# The problem
Format the entries below as a numbered list, leaving out any blank lines.
** Start **
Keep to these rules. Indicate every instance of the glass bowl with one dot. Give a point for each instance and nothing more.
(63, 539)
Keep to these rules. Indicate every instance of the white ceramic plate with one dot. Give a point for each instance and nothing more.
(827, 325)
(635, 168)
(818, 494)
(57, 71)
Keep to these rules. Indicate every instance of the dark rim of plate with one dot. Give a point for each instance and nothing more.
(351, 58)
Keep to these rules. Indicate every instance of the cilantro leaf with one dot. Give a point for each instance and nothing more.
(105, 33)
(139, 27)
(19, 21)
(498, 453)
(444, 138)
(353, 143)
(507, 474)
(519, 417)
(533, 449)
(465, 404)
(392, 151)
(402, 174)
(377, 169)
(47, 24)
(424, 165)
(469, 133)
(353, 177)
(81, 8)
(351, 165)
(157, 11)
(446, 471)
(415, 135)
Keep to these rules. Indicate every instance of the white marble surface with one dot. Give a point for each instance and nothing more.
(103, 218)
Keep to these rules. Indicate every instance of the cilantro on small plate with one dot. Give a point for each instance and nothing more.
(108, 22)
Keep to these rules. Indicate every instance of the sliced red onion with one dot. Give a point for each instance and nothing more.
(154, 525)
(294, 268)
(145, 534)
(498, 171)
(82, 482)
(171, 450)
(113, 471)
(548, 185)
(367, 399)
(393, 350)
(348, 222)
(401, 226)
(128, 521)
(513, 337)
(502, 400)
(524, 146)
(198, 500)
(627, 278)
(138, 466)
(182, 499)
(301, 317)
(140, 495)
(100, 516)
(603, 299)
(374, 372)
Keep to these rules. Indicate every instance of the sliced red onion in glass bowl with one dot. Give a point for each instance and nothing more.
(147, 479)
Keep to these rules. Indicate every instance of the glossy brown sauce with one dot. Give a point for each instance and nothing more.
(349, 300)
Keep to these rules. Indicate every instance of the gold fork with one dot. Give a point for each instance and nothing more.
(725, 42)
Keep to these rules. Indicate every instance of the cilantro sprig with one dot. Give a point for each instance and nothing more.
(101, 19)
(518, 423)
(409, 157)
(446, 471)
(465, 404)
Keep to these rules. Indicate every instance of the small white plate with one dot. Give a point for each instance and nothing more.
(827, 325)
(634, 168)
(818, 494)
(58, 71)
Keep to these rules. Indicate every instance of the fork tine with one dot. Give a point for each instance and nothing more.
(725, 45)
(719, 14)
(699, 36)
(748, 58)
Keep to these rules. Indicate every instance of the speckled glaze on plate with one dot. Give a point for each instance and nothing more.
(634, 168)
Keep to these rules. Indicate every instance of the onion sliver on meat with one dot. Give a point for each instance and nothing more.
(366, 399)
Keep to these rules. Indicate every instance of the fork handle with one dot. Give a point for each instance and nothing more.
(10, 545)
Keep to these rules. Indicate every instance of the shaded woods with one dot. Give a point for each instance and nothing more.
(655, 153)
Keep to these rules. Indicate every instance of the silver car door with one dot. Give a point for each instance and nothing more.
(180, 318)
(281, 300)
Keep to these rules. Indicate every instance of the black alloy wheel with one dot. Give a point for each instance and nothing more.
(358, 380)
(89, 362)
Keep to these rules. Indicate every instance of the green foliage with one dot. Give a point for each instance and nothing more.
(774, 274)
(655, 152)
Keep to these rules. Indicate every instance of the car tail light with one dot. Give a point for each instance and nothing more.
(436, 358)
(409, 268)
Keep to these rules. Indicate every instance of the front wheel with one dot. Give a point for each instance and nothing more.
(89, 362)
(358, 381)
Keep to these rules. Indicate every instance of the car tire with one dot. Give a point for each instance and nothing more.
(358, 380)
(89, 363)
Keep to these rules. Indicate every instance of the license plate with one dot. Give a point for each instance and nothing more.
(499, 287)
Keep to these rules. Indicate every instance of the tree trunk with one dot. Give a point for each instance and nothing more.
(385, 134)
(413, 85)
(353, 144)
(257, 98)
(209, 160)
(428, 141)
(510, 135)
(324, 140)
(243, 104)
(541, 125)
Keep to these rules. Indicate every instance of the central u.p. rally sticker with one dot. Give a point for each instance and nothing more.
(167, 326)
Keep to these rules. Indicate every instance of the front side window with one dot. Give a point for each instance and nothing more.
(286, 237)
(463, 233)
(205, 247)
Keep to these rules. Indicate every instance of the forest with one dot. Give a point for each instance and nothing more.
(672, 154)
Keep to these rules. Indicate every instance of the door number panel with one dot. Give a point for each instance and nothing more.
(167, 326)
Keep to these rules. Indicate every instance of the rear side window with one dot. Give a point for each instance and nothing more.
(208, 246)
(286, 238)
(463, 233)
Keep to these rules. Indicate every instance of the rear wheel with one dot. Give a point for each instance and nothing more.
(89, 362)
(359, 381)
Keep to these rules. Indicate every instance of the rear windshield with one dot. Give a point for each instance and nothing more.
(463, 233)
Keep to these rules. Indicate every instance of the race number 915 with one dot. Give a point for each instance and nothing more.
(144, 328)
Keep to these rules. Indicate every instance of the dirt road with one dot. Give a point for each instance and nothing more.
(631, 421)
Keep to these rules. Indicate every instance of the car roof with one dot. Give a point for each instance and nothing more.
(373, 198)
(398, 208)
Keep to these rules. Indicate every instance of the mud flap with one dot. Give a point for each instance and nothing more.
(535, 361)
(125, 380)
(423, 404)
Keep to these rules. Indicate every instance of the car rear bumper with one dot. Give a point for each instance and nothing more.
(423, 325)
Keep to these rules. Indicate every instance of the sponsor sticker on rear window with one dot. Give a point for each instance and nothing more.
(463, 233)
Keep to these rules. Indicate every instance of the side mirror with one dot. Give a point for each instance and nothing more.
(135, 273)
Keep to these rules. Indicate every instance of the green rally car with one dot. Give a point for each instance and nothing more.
** End **
# Solution to this exercise
1. Keep to these rules. Indicate every instance of the glass bowl with one dot. Give a point for each instance and nothing more.
2. (63, 539)
3. Keep to these rules. Indicate every instance of the white ceramic plate with one dot. Give a point for each instance and nothing more.
4. (827, 325)
5. (635, 168)
6. (818, 494)
7. (57, 71)
8. Keep to these rules. Indicate every instance of the dark rim of plate with one dot. Give a point for each instance and nothing more.
9. (351, 58)
10. Keep to these rules. Indicate every instance of the cilantro leaf with one dot. Give a point for each instance and nothing more.
11. (105, 33)
12. (139, 27)
13. (19, 21)
14. (498, 453)
15. (444, 138)
16. (353, 143)
17. (507, 474)
18. (519, 417)
19. (533, 449)
20. (465, 404)
21. (392, 151)
22. (402, 174)
23. (377, 169)
24. (47, 24)
25. (424, 165)
26. (469, 133)
27. (353, 177)
28. (81, 8)
29. (351, 165)
30. (157, 11)
31. (446, 471)
32. (415, 135)
33. Keep to these rules. Indicate every instance of the white marble surface with one dot. Give a point for each instance and nothing more.
34. (103, 218)
35. Keep to these rules. Indicate every instance of the cilantro on small plate with one dot. Give a point for each instance and nothing more.
36. (108, 22)
37. Keep to these rules. Indicate every instance of the sliced red onion with one dot. Give a point for each instance and nothing more.
38. (154, 525)
39. (294, 268)
40. (145, 534)
41. (498, 171)
42. (82, 482)
43. (171, 450)
44. (113, 471)
45. (548, 185)
46. (367, 399)
47. (393, 350)
48. (348, 222)
49. (401, 226)
50. (128, 521)
51. (513, 337)
52. (502, 400)
53. (524, 146)
54. (198, 500)
55. (627, 278)
56. (138, 466)
57. (182, 499)
58. (301, 317)
59. (140, 495)
60. (100, 516)
61. (603, 299)
62. (374, 372)
63. Keep to these rules. Indicate every instance of the sliced red onion in glass bowl with one dot. Give a point for each instance and nothing more.
64. (147, 479)
65. Keep to these rules. Indicate every instance of the glossy brown sauce with one dot. Give a point for each instance and nothing more.
66. (349, 300)
67. Keep to these rules. Indicate every instance of the gold fork with one dot. Give a point for each instance and nothing more.
68. (725, 42)
69. Keep to these rules. Indicate every instance of the cilantro sprig with one dot. Give a point for each instance and nothing more.
70. (101, 19)
71. (518, 423)
72. (409, 157)
73. (446, 471)
74. (465, 404)
75. Keep to these rules. Indicate every instance of the small white plate with one dot. Give a point for each instance and nothing more.
76. (827, 325)
77. (634, 168)
78. (818, 494)
79. (58, 71)
80. Keep to these rules. Indicate every instance of the fork tine with one dot. Give a point for each instance and nothing more.
81. (725, 45)
82. (719, 14)
83. (699, 36)
84. (748, 58)
85. Keep to these rules. Indicate every instance of the speckled glaze on plate with one dot. Give a point for each instance and nothing more.
86. (634, 168)
87. Keep to these rules. Indicate every instance of the onion sliver on meat with one dot. Give a point for each instance and nothing more.
88. (366, 399)
89. Keep to these rules. Indicate every instance of the fork handle with one dot. Give a point for each instance and nothing more.
90. (10, 545)
91. Keep to these rules. Indicate every instance of the shaded woods with one dot. Give a point for each instance and nothing more.
92. (655, 153)
93. Keep to these rules. Indicate every instance of the silver car door with one dot. Give a point for each instance and nothing more.
94. (180, 318)
95. (281, 300)
96. Keep to these rules. Indicate every instance of the black alloy wheel with one dot. Give a point for each instance and nothing more.
97. (358, 380)
98. (89, 362)
99. Keep to these rules. Indicate every instance of the green foliage with one dot. Give a point for each instance and nothing more.
100. (774, 274)
101. (655, 152)
102. Keep to these rules. Indicate every instance of the car tail light with one dot. Give a point for each instance and nothing more.
103. (436, 358)
104. (409, 268)
105. Keep to these rules. Indicate every instance of the front wheel with one dot. Give a point for each instance and nothing more.
106. (89, 362)
107. (358, 381)
108. Keep to these rules. Indicate every instance of the car tire with one dot. Give a point for each instance and nothing more.
109. (358, 380)
110. (89, 363)
111. Keep to these rules. Indicate every instance of the license plate with one dot. Give a point for each instance and nothing more.
112. (499, 287)
113. Keep to these rules. Indicate every instance of the tree trunk with one dot. Give a point for each instance and nothing more.
114. (385, 134)
115. (413, 85)
116. (353, 144)
117. (257, 98)
118. (209, 160)
119. (428, 141)
120. (510, 135)
121. (324, 140)
122. (243, 104)
123. (541, 125)
124. Keep to these rules. Indicate every instance of the central u.p. rally sticker with one dot. Give a point for each instance and nothing more.
125. (167, 326)
126. Keep to these rules. Indicate every instance of the front side window with one dot. Give a point for each instance and nothing more.
127. (286, 237)
128. (463, 233)
129. (205, 247)
130. Keep to these rules. Indicate every instance of the forest with one dot. Give a point for each instance and nothing more.
131. (672, 154)
132. Keep to these rules. Indicate every instance of the door number panel with one dot. Give a point for each instance and nothing more.
133. (167, 326)
134. Keep to these rules. Indicate every instance of the rear side window with one dot. Give a point for each instance and nothing more.
135. (208, 246)
136. (286, 238)
137. (463, 233)
138. Keep to these rules. Indicate every instance of the rear wheel with one dot. Give a point for each instance and nothing more.
139. (89, 362)
140. (359, 381)
141. Keep to these rules. Indicate every instance of the rear windshield with one dot. Give a point for each instance and nothing more.
142. (463, 233)
143. Keep to these rules. Indicate every instance of the race number 915 with one dot. Give a point for each instance and nothing more.
144. (144, 328)
145. Keep to these rules. Indicate every instance of the dirt road with one dot. Give a point for each instance and nothing more.
146. (631, 421)
147. Keep to these rules. Indicate every instance of the car roof with one dot. Give a point for each instance and nothing more.
148. (373, 198)
149. (398, 208)
150. Keep to these rules. Indicate every instance of the mud flap with one dot. Give a point for each instance and nothing more.
151. (535, 361)
152. (125, 380)
153. (423, 404)
154. Keep to these rules. Indicate every instance of the car rear bumper with one dot. Give a point for each instance and nothing more.
155. (423, 325)
156. Keep to these rules. Indicate every instance of the sponsor sticker on rear window with one dot. Give a point for each instance and nothing more.
157. (463, 233)
158. Keep to these rules. Indicate every instance of the side mirror with one dot. Give a point for each instance and nothing more.
159. (135, 273)
160. Keep to these rules. Indicate every instance of the green rally car with one dot. Give a point for each instance and nothing more.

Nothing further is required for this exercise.